# GIVEN EXERCISE
Arrange the lines from the start of the records through the line containing "321, 253, 449, 287", inclusive, as a Markdown table with the columns Row and Text, giving each line its own numbered row. Omit blank lines and the pictures.

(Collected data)
((

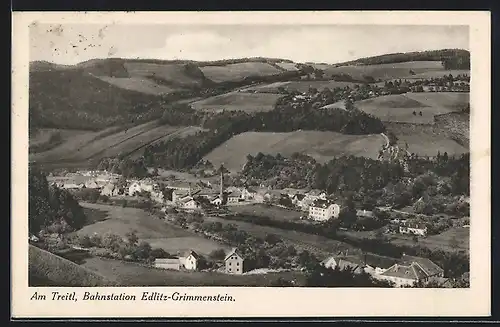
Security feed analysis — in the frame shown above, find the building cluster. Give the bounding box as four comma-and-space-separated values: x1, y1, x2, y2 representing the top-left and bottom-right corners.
321, 253, 449, 287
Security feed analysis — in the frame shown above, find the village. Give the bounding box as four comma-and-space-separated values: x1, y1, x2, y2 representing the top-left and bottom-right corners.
38, 170, 468, 287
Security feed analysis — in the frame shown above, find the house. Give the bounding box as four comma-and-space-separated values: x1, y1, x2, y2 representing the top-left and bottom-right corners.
224, 248, 245, 275
321, 256, 363, 274
155, 258, 181, 270
179, 251, 200, 270
378, 254, 444, 287
85, 179, 101, 188
128, 181, 142, 196
399, 223, 427, 236
101, 183, 120, 196
309, 199, 340, 221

))

# RESULT OF THE TASK
| Row | Text |
|---|---|
| 1 | Security feed analysis — in the frame shown above, find the building cluster. Give the bounding box as four comma-and-space-separated values: x1, y1, x2, y2 representing the top-left and bottom-right corners. |
| 2 | 321, 253, 449, 287 |